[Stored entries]
◆ ◆ ◆ ◆

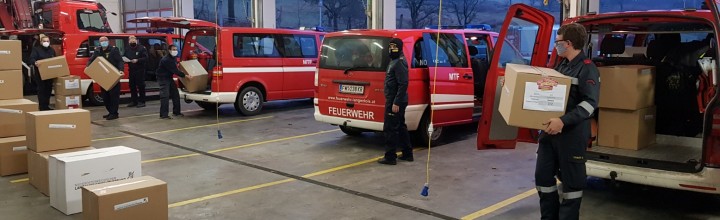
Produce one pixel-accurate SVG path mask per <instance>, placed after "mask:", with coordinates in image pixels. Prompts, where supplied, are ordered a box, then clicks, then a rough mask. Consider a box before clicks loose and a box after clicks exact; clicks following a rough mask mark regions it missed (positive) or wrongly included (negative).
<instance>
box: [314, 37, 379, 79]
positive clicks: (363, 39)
mask: <svg viewBox="0 0 720 220" xmlns="http://www.w3.org/2000/svg"><path fill="white" fill-rule="evenodd" d="M389 42H390V38H386V37H367V36H362V37H333V38H326V39H325V40H324V41H323V46H322V50H321V53H320V68H324V69H337V70H345V69H350V68H353V69H358V70H366V71H385V69H386V68H387V65H388V59H389V58H388V56H387V54H388V50H387V49H386V46H385V45H388V44H389Z"/></svg>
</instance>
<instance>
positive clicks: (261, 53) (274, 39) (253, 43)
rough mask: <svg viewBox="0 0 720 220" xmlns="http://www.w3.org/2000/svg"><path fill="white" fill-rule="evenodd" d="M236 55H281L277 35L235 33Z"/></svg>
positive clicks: (237, 56) (255, 55) (233, 51)
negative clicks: (238, 33) (277, 45)
mask: <svg viewBox="0 0 720 220" xmlns="http://www.w3.org/2000/svg"><path fill="white" fill-rule="evenodd" d="M233 53H234V54H235V57H280V52H279V51H278V48H277V42H275V37H274V36H273V35H271V34H235V35H233Z"/></svg>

◆ ◆ ◆ ◆

● **Aim of the exercise**: Counting only lines that contain "instance", what is the total for the entries above? Give the number alone.

● **Exercise output**: 4